Stored items:
........

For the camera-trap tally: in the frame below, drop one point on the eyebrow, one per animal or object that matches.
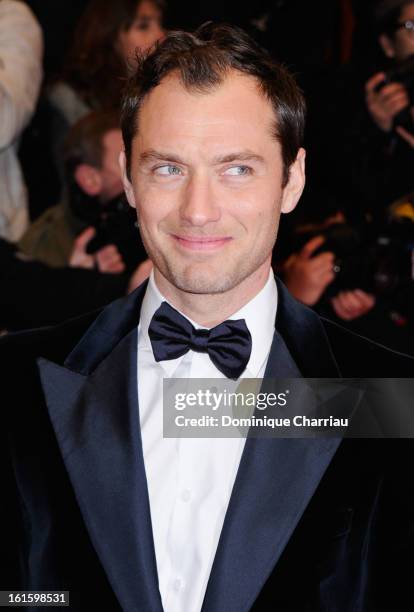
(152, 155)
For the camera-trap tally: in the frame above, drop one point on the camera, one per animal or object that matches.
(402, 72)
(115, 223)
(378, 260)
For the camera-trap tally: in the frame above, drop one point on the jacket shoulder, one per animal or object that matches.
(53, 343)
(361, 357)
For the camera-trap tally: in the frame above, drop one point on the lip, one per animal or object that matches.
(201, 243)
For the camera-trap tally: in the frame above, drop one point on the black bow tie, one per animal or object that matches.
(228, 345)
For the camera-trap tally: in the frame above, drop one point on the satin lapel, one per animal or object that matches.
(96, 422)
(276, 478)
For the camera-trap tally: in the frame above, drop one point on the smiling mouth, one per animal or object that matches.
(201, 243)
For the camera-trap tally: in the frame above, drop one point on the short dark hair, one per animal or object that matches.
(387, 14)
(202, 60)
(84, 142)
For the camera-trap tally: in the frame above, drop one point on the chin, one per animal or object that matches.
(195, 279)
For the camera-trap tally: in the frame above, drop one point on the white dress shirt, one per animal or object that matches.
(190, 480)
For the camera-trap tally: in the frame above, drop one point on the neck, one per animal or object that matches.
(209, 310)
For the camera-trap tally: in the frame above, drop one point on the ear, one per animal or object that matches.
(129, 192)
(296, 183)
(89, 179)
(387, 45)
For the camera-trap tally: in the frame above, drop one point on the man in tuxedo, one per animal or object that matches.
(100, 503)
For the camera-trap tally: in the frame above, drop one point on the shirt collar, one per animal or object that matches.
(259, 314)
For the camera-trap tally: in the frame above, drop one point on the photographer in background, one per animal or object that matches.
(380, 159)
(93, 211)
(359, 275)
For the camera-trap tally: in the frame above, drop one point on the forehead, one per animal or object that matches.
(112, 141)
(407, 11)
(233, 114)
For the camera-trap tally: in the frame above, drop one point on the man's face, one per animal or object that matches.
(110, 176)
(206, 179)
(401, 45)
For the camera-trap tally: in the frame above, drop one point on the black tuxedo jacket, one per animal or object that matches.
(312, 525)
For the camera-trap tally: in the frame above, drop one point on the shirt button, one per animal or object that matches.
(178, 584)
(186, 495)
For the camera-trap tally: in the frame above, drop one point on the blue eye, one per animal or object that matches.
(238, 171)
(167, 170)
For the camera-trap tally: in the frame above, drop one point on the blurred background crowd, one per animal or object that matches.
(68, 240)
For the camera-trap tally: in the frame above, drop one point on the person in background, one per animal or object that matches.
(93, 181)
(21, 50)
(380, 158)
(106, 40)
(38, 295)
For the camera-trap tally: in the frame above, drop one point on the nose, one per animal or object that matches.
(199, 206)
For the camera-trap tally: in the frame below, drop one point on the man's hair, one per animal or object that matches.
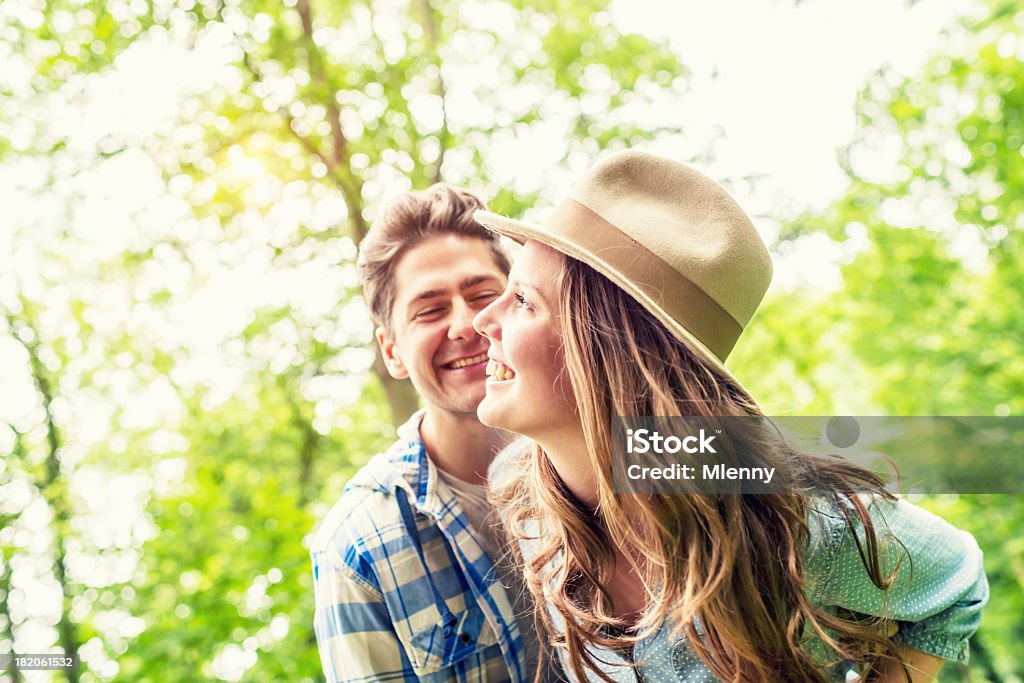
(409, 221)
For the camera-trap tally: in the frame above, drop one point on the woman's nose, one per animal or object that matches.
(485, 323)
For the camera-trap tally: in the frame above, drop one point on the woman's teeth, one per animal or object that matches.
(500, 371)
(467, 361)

........

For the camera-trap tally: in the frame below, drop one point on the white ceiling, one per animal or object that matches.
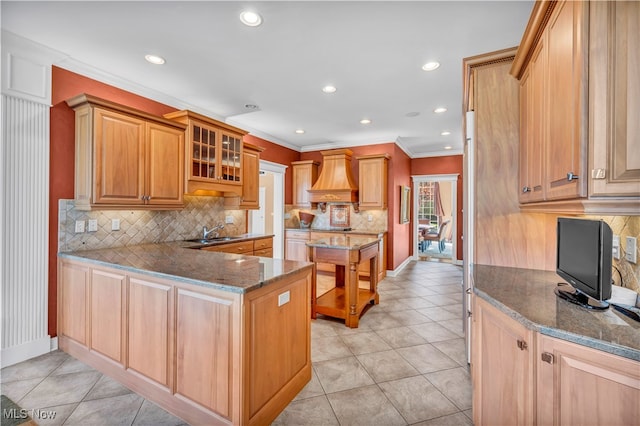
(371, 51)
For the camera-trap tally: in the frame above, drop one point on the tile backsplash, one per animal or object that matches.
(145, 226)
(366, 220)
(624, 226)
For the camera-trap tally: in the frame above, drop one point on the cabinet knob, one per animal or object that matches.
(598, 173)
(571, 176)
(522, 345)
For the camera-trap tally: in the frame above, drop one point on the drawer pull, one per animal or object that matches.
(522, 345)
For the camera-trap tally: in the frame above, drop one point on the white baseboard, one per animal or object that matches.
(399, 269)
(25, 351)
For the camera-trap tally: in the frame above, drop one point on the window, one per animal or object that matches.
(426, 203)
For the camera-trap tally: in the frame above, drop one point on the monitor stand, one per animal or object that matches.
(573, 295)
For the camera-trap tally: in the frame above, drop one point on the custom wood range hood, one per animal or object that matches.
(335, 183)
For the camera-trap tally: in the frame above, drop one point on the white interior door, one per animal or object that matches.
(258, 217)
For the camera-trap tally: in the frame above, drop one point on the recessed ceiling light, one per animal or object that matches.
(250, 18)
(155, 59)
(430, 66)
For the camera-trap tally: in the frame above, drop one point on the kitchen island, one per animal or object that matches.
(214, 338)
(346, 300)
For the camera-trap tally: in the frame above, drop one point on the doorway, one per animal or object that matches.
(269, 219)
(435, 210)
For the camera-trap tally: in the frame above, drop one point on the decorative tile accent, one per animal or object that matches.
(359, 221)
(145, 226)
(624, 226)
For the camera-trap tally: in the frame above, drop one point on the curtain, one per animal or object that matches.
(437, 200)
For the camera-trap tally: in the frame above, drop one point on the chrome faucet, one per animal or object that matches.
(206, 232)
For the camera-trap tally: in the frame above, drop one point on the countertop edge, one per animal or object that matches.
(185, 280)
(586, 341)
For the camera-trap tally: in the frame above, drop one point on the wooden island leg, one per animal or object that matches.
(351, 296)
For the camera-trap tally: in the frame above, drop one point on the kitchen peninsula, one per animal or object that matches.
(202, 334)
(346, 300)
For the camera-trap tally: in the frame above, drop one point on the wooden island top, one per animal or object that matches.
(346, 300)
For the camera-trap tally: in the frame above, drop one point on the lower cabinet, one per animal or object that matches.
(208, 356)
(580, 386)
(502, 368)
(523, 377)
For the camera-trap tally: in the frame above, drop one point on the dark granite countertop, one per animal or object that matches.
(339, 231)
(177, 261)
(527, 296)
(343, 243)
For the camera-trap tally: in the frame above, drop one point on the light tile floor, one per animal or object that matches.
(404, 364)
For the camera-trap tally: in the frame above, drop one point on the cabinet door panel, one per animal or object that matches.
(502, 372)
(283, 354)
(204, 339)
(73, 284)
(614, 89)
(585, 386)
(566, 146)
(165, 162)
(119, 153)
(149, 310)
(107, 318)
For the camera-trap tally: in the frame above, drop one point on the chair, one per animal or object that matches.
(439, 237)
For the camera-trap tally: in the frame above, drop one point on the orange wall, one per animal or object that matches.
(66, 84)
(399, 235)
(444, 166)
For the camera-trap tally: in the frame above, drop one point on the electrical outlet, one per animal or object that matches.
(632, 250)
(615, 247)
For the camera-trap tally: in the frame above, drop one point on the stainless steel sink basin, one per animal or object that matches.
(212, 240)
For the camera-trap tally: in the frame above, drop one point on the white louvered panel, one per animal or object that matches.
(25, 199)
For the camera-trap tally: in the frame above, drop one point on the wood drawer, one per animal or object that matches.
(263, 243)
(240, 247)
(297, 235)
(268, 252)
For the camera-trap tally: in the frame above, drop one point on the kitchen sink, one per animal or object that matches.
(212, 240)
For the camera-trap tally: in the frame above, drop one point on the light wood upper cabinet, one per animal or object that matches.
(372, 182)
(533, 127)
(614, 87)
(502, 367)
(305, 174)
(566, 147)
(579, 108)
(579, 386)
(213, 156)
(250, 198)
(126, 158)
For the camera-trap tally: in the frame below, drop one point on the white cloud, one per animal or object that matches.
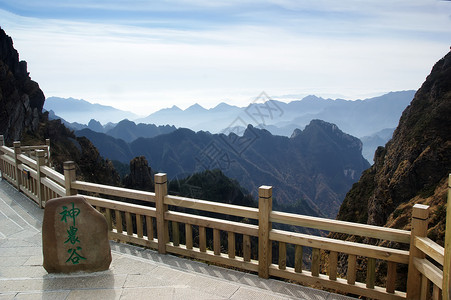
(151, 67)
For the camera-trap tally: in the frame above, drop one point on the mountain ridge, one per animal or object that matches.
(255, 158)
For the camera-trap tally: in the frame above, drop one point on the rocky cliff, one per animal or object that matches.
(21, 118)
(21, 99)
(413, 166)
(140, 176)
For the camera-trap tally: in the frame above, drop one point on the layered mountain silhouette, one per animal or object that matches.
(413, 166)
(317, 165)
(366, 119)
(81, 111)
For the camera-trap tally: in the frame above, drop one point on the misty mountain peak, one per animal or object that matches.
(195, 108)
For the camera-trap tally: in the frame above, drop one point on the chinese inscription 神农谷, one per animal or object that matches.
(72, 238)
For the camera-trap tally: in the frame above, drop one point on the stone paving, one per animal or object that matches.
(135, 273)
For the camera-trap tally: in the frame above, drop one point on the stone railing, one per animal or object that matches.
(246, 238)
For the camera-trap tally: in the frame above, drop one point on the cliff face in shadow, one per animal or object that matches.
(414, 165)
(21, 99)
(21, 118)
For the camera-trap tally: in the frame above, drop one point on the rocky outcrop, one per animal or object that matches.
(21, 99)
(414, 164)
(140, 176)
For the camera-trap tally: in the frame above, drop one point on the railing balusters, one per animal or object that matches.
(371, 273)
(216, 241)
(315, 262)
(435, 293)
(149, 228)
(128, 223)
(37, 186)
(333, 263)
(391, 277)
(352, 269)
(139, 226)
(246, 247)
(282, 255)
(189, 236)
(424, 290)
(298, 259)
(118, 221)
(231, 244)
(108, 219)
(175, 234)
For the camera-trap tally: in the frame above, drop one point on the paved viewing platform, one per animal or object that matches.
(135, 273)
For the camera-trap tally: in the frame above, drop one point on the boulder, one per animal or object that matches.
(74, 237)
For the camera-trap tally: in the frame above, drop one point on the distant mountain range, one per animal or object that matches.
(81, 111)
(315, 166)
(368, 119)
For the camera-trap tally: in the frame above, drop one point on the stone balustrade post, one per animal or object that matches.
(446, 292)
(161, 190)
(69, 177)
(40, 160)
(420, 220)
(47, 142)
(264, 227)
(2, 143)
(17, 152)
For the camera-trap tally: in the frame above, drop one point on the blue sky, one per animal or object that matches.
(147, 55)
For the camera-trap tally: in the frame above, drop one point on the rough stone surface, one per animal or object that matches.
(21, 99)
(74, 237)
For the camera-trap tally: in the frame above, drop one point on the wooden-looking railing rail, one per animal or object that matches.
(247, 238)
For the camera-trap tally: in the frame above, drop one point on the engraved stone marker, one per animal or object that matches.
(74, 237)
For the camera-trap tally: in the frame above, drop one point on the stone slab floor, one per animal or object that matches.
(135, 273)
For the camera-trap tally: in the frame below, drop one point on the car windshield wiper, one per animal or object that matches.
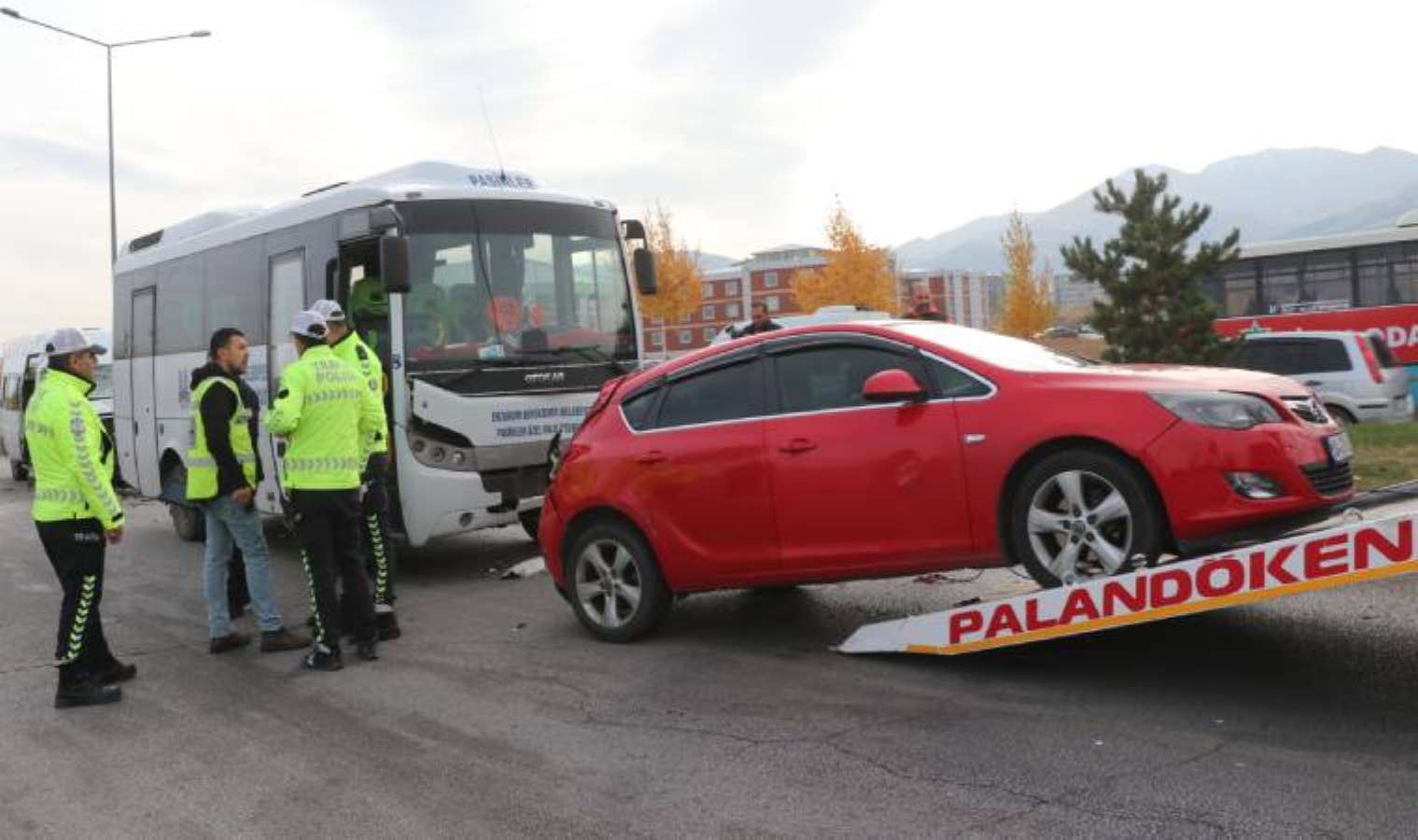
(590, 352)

........

> [Exercise details]: Please find every one of the rows above that contains the word "cliff", and copy each of those rows in full.

> [Final result]:
For the camera-trap tally: in the frame above, drop one point on the rocky cliff, one per animal or object that matches.
For the camera-trap tally: in the frame above, drop one point on the cliff face in shadow, one per animal or object that matches.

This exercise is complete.